* Extract *
= Henri Estienne (elder) =

French printer (1460–1520)

Henri Estienne (1460 or 1470-1520) also known as Henricus Stephanus, was a 16th-century Parisian printer. Born in Paris in 1460 or 1470, he was the son of Geoffroy d'Estienne and Laure de Montolivet. His brother Raimond d'Estienne became the heir of the Estienne family, while Henri was disinherited by his father in 1482 "for having devoted himself to printing", the profession of printer then being the cause of losing your title. Estienne established the Estienne printing firm in 1502 from his wife's deceased husband's Higman Press. After his death in 1520, his wife married his colleague Simon de Colines who took control of the Estienne Press until his son Robert Estienne assumed control of the press in 1526.

==Life==
Henri Estienne was born in Paris in 1460 or 1470. (Note: Sources have conflicting information about whether he was born in 1460 or 1470.) Estienne married Guyonne Viart and became the director of the Higman press in 1502, which her deceased husband Jean Higman owned. He likely began printing in between 1502 and 1503, and Estienne's first work was a Latin translation of Aristotle's Ethics in 1503 or 1504. However, Estienne's works were primarily theological or scientific. He printed the Abrégé de l'Arithmétique of Boethius in 1503.

The Estienne printing studio was established on rue de l'école de Droit, where Estienne was printer-bookseller for the University of Paris. Estienne's printmark was of the old arms of the University, a shield charged with three Fleurs de Lis, with a hand emerging from a cloud and holding a closed book with the motto was: Plus olei quam vini ("more oil than wine,"). One of Estienne's frequent authors was Jacques Lefèvre d'Étaples; Estienne published his Psalterium quintuplex in 1509, his commentaries on Psalms in 1507, and commentaries on the Epistles of Paul in 1512. Moreover, these works represented one of the first instances in which the Bible was studied philologically. In addition to Estienne's collaboration with Lefèvre d'Étaples, Estienne had connections with Guillaume Budé and Guillaume Briçonnet. Beatus Rhenanus served as one of Estienne's proofreaders. Estienne took great care to avoid printing errors in his work. If any mistake occurred, he would use errata sheets to correct the error and may have been the first printer to do so. Additionally, Estienne usually indicated on his prints that they were for sale at his printing press, a practice not often followed by his son Robert Estienne.

* Excerpted records *
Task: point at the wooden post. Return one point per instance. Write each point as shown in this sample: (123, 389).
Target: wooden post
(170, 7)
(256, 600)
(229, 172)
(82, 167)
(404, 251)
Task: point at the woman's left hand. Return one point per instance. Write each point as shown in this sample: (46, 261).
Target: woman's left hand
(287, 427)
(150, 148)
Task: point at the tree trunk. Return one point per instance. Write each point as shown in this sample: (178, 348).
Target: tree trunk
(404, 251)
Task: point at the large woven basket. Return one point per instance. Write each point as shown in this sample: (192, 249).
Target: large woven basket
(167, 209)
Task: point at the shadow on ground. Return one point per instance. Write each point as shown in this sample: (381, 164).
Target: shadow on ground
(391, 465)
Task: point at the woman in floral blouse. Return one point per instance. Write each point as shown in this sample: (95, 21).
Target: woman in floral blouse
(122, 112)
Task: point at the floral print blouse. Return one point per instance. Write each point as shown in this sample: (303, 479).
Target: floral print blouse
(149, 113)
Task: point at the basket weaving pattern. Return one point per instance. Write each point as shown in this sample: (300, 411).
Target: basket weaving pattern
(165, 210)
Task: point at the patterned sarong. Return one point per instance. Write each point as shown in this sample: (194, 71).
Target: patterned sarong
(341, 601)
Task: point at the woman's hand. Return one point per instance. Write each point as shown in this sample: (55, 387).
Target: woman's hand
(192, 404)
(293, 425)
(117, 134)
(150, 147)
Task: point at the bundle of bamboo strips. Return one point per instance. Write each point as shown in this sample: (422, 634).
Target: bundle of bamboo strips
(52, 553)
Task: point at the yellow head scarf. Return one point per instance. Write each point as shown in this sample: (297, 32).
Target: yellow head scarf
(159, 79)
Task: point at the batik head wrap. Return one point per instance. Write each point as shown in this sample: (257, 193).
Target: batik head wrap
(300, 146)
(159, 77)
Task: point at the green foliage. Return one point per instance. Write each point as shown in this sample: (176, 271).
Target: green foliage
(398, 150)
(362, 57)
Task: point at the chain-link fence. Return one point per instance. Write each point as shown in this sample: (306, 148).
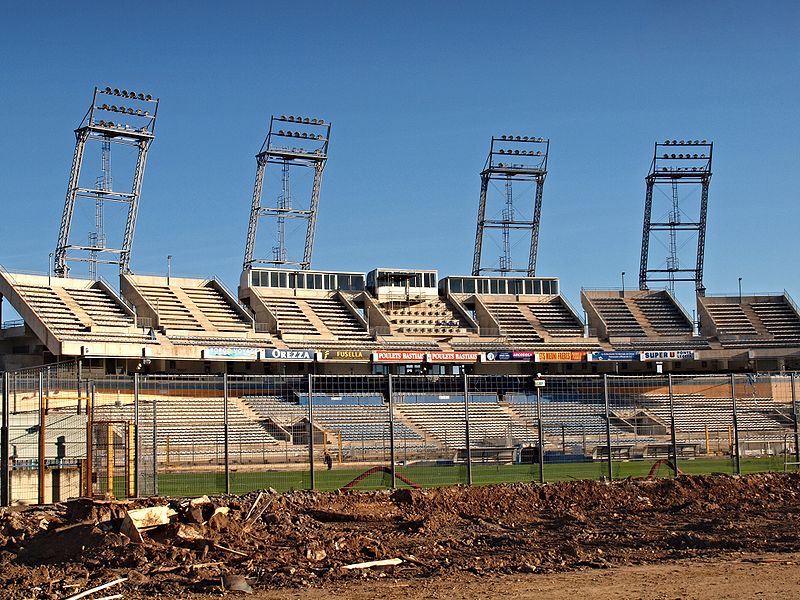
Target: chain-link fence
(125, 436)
...
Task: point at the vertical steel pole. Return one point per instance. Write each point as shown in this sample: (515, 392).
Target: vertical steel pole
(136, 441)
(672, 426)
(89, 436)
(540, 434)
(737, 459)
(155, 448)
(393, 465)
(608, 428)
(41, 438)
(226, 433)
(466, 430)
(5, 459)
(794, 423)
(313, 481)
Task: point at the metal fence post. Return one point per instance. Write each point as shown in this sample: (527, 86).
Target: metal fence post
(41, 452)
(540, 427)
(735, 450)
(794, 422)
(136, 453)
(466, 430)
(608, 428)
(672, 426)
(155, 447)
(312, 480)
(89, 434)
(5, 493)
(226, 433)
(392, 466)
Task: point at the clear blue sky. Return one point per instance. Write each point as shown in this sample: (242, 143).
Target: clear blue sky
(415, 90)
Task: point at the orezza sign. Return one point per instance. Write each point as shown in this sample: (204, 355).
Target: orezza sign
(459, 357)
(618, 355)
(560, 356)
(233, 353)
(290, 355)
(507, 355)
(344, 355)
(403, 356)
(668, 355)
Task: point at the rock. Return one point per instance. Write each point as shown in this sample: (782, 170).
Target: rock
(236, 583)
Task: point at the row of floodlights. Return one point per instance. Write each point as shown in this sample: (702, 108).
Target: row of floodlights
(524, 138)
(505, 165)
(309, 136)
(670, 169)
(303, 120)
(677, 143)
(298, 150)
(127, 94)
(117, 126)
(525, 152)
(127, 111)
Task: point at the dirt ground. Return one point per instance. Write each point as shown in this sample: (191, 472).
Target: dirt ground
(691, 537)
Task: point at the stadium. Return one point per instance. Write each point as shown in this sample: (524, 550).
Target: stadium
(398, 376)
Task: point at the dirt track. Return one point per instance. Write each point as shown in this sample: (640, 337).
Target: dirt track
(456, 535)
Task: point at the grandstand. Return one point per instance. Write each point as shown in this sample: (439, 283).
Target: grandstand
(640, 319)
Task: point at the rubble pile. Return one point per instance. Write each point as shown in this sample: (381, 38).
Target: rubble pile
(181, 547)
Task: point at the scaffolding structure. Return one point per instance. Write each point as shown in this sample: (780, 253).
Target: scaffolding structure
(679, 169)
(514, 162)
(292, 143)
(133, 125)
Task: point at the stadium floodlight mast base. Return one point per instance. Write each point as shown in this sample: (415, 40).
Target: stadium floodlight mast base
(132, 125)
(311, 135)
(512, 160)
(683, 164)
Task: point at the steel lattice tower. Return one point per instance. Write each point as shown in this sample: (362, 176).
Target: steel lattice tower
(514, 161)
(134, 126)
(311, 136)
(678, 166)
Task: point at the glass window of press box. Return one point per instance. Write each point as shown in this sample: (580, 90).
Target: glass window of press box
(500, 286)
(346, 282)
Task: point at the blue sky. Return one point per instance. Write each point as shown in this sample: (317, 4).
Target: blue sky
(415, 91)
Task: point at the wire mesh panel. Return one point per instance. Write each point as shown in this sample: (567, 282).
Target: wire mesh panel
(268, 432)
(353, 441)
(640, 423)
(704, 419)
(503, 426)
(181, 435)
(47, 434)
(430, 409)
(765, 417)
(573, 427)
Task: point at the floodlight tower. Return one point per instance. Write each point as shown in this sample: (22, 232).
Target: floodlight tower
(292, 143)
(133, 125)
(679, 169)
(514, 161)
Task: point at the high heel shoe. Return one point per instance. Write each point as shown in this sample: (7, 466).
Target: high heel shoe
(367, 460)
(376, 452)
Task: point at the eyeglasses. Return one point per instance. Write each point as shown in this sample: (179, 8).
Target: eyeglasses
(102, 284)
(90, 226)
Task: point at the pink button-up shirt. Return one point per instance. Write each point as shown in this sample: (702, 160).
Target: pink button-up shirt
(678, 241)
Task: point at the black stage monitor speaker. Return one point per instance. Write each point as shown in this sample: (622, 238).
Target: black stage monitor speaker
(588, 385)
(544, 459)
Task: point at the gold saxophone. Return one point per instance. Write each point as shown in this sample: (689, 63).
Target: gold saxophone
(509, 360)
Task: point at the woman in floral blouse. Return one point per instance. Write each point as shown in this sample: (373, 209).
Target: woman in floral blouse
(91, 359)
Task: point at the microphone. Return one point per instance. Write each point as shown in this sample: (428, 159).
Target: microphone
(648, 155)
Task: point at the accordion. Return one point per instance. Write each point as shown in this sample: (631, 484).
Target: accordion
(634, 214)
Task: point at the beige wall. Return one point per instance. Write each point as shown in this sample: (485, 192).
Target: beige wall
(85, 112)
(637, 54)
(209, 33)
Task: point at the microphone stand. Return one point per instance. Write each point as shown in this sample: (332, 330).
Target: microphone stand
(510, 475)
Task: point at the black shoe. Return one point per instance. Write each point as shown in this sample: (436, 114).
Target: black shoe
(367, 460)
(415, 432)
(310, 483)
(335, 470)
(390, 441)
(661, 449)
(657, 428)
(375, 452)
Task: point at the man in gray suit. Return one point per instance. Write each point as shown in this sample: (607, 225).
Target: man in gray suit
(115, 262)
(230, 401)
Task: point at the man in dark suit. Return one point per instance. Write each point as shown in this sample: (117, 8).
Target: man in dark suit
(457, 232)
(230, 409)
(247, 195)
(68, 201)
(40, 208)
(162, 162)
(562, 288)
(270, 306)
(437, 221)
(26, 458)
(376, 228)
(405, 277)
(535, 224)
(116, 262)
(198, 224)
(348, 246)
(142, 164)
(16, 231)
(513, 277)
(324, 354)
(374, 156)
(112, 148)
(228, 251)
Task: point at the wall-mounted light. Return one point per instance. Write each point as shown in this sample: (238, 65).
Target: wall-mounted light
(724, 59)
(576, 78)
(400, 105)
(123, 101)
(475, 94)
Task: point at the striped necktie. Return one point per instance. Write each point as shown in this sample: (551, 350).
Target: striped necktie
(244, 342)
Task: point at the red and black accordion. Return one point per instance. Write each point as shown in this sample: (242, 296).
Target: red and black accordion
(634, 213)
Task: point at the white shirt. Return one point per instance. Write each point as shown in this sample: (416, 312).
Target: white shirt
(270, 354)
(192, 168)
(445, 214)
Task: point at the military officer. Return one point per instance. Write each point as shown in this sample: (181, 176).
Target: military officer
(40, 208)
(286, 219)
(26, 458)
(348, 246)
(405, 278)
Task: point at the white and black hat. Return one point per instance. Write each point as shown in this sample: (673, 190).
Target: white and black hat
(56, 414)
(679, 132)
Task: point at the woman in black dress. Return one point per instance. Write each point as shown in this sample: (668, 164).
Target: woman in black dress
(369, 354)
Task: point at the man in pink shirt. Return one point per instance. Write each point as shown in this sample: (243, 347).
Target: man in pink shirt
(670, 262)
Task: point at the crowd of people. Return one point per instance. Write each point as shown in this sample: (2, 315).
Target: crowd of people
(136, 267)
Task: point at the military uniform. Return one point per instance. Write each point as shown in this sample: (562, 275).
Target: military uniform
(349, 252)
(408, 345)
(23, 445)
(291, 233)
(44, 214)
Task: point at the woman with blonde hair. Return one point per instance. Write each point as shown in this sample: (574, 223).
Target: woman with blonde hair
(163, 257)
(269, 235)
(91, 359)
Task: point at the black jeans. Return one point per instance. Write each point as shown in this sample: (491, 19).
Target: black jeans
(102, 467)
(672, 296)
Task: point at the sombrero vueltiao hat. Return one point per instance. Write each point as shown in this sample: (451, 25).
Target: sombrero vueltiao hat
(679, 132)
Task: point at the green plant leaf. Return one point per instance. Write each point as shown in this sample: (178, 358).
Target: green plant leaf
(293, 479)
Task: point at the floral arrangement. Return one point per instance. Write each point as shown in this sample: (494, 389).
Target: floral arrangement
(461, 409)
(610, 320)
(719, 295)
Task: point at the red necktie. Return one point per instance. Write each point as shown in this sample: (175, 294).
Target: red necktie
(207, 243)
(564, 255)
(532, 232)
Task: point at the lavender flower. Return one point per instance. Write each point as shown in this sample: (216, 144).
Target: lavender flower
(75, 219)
---
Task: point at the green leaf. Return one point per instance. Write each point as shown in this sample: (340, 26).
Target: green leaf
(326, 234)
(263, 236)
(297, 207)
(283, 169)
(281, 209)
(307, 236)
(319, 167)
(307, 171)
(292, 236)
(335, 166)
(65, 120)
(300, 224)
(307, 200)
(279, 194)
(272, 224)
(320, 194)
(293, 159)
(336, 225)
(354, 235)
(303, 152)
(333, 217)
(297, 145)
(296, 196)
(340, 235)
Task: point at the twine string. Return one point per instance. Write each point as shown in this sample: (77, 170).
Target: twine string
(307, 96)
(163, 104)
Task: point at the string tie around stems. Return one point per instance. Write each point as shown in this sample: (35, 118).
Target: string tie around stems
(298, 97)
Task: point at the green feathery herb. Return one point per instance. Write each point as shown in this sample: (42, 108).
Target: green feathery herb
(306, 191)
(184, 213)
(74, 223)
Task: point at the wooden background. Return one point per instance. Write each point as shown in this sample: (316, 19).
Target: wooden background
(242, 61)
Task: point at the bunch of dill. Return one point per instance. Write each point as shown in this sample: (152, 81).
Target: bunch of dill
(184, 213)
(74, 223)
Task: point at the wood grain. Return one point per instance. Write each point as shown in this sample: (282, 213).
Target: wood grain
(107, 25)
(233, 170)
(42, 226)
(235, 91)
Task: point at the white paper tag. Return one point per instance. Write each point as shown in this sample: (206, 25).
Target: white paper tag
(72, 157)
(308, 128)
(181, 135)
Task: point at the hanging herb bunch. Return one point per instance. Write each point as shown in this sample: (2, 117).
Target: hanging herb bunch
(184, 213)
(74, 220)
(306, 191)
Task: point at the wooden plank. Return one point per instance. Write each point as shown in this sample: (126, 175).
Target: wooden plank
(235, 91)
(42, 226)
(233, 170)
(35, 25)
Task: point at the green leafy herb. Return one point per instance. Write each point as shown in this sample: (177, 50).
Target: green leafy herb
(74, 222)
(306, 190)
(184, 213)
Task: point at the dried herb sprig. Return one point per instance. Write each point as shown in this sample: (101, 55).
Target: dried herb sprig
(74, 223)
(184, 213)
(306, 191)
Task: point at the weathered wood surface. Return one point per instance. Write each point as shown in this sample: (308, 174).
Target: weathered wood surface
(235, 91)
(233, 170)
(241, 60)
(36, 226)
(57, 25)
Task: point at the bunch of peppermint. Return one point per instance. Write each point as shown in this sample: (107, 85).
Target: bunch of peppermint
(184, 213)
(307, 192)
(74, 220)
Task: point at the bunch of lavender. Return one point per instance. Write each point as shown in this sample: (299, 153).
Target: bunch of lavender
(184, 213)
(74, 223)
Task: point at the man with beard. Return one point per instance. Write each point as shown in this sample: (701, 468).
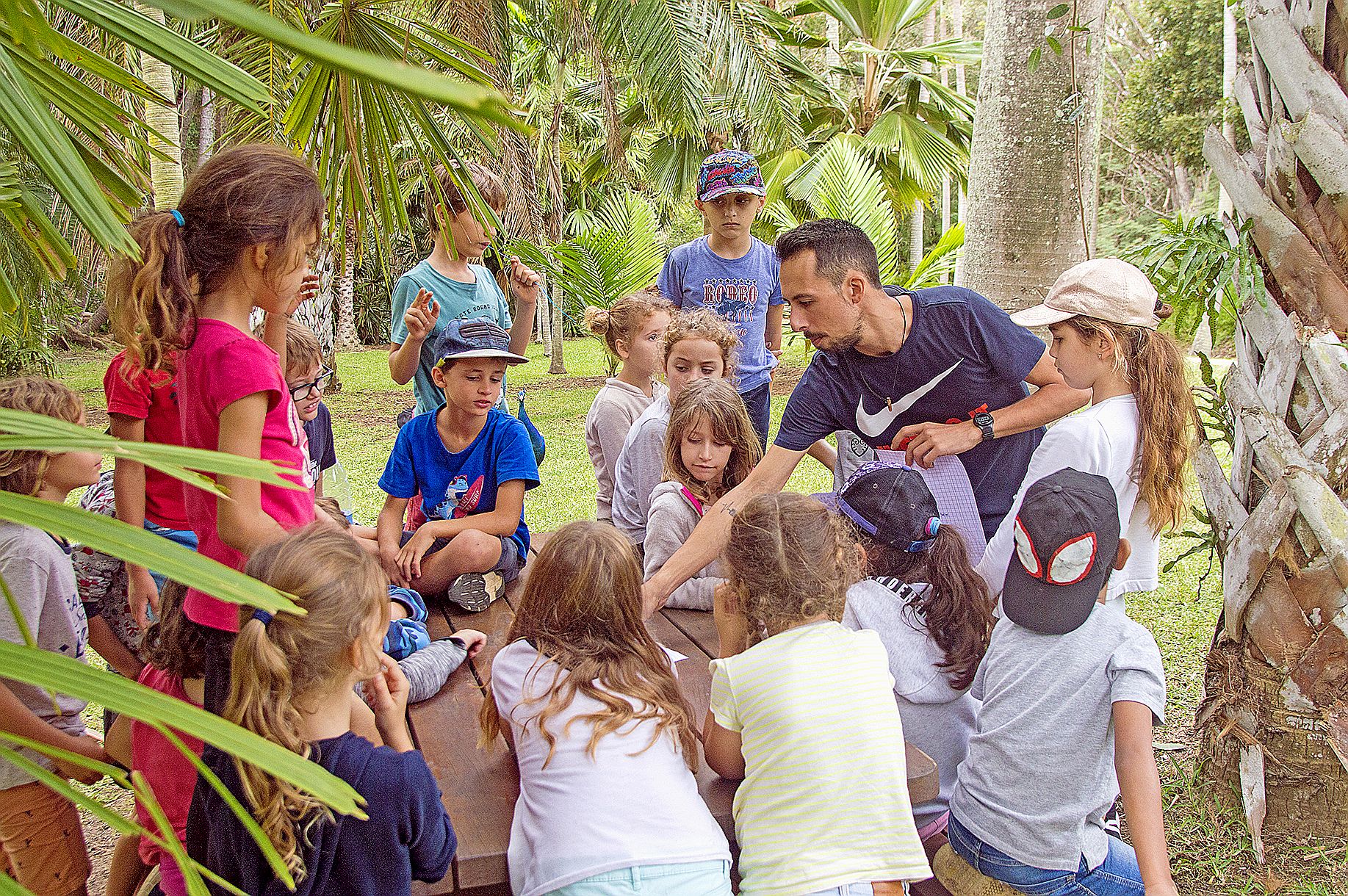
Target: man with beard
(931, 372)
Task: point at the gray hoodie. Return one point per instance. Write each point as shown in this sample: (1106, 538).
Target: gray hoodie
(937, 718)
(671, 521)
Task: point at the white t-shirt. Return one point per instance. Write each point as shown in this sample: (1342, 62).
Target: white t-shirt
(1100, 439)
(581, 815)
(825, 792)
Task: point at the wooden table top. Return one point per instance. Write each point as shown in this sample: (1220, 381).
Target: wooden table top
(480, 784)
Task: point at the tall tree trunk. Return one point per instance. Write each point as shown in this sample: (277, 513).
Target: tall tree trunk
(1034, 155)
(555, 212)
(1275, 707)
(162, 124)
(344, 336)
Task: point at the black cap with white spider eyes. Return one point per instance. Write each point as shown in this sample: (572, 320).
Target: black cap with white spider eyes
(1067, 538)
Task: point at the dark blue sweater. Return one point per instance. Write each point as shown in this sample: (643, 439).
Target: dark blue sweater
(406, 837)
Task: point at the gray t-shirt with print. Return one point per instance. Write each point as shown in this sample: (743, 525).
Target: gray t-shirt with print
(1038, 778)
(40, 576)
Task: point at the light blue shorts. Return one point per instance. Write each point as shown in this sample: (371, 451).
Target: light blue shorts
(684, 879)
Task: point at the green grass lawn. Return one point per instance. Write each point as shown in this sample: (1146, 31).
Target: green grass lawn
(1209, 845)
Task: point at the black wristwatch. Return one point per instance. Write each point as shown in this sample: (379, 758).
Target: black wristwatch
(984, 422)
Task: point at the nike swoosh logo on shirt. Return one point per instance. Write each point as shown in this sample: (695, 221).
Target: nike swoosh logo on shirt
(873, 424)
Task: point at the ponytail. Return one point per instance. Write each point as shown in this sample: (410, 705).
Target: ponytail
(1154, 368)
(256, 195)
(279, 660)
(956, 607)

* Exercise instructions *
• a. In one to three sentences, explain why Henri Estienne was disinherited by his father, according to the article on Henri Estienne.
• b. Rewrite the paragraph of the article on Henri Estienne that begins "Henri Estienne was born in Paris" as a bulleted list, keeping its main facts.
• c. Carry on the article on Henri Estienne from the point where it stops.
The listing is taken from a different source than the text.

* Numbered answers *
• a. His father disinherited him in 1482 "for having devoted himself to printing." At that time, working as a printer was a cause for losing one's title.

• b.
- Born in Paris in 1460 or 1470 (sources conflict on the year)
- Married Guyonne Viart, whose deceased husband Jean Higman had owned the Higman press
- Became director of the Higman press in 1502
- Likely began printing between 1502 and 1503
- First work: a Latin translation of Aristotle's Ethics, in 1503 or 1504
- Printed mainly theological or scientific works
- Printed the Abrégé de l'Arithmétique of Boethius in 1503

• c.
Estienne's typography became increasingly more sophisticated by the late 1510s, more similar to the books Simon de Colines would print after Estienne's death. Estienne died in 1520. By 1520, de Colines was probably his personal assistant and therefore replaced Estienne as print director. Scholars suspect that de Colines's instant proficiency as print director of the Estienne's business suggests that he was involved with the Estienne print shop. However, there is no evidence to suggest he had ties to the shop until he assumed control of it in 1520. Along with de Colines, Estienne helped to move the printing type style from gothic to roman. Philippe Renouard attributed the Estienne print shop with publishing over 1590 editions (an average of nine per year) from 1502 to 1664.

==Publications==
Henri Estienne's publishing company published five to ten handmade books per year. Among his publications were the editions of Aristotle, and the Psalterium quincuplex, of Lefèvre d'Estaples, 1509 & 1513, and his commentary on the Pauline Epistles in 1512. Also the Itinerarium of Antoninus, 1512; Guillaume Mara, and De Tribusfagiendis. Estienne also published an influential print of Materia medica, translated by Jean Ruel, in 1516. Estienne used a unique, distinctive font for this publication, indicating that it was a favored project of Estienne.

==Family==
Henri Estienne had sons, François, Robert, and Charles. All of his sons were connected to Estienne's profession in some manner, but Robert was most directly tied to his father's profession and ran his father's business after he died. François became a bookseller for the University of Paris, occasionally dabbling in publishing. He published in between 1537 and 1548; however, unlike his father, none of his works were related to theology. His widow Guyonne Viart married Simon de Colines, a remarkable printer of the 16th century. He likely worked for Estienne's publishing company while Estienne was still alive. Charles Estienne was a medical scholar, even publishing some works related to medicine and natural history. After his brother, Robert Estienne fled Paris for Geneva in 1550 because of threats from the Sorbonne after he converting to Protestantism, Charles took charge of the Estienne print shop in Paris. Charles published in Paris until 1561, many of which works were small editions of various Hebrew texts.